Twelve Miles in a Botanist’s Wake: The Legacy of Edwin Hunt
This botanical history post was featured on The Daily Gardener podcast:
June 17, 1869
It was on this day in 1869 that the botanist Edwin Hunt, with the stealth of a fox and the determination of a particularly obstinate weed, collected the last known specimen of Arethusa bulbosa in the old Oriskany swamp in New York.
One imagines him creeping through the boggy terrain, his collecting case clutched to his chest like a lover's locket, his eyes darting about for any sign of botanical competition.
Arethusa bulbosa, known to the gardening cognoscenti as Dragon's Mouth Orchid, graces the eastern and central parts of the United States and Canada, from South Carolina to Saskatchewan. A treasure, to be sure, and one that Hunt guarded with the ferocity of a dragon himself.
One of Hunt's former students, perhaps still nursing blistered feet, shared his recollections of his exacting mentor:
"Mr. Hunt was an expert in the preparation of his botanical specimens.
Hunt was ever-guarded in his knowledge of the locality. He did not believe in sharing it if he thought someone would exhaust it.
He knew only too well how many years of patient industry he had spent on his collection."
Indeed!
A man after my own heart.
Why share the location of a prized specimen when every amateur with secateurs might descend upon it like locusts on a wheat field?
The poor student continued with this rather breathless account:
"We journeyed many miles together and he always seemed 2 inches taller when we got into the woods.
He was a very rapid walker and when on a botanical excursion, it was a difficult matter to keep up with him.
I have a faint but pleasant recollection of running at his heels for a distance of 12 miles."
Twelve miles at a botanist's heel!
One cannot help but wonder if Hunt's rapid pace was designed to lose unwanted followers or if the thrill of the botanical hunt simply propelled him forward with unnatural vigor. Perhaps both.
The true gardener knows that nothing quickens the pulse quite like the prospect of discovering a rare specimen.
The Crataegus huntiana now stands as a leafy memorial to Edwin Hunt's botanical fervor.
Fellow gardeners, let us take a moment to appreciate those who came before us, trampling through swamps and outpacing their students, all in service to botanical knowledge. Though perhaps we might consider a slightly more leisurely pace on our own expeditions, especially if we've brought companions.
One wonders what Hunt would make of our modern botanical databases and GPS coordinates.
Would he approve of such freely shared information, or would he guard his phone with the same jealousy he reserved for his secret orchid locations?

Material shown |
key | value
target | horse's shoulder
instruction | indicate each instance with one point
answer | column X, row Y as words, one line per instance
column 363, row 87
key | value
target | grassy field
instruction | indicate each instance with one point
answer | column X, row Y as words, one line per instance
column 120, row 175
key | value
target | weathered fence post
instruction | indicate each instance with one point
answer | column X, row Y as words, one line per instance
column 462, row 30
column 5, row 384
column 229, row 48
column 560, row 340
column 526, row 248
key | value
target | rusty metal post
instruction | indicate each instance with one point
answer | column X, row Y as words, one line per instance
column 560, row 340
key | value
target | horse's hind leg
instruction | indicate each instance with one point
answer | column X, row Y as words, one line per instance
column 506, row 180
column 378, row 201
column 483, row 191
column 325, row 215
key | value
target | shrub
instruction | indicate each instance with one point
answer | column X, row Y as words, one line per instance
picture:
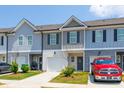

Task requirements |
1 – List every geographic place named in the post about Edwin Hunt.
2 – In the post about Edwin Hunt, what common name is given for Arethusa bulbosa?

Per-task answers |
1 –
Oriskany swamp
New York
United States
Canada
South Carolina
Saskatchewan

2 – Dragon's Mouth Orchid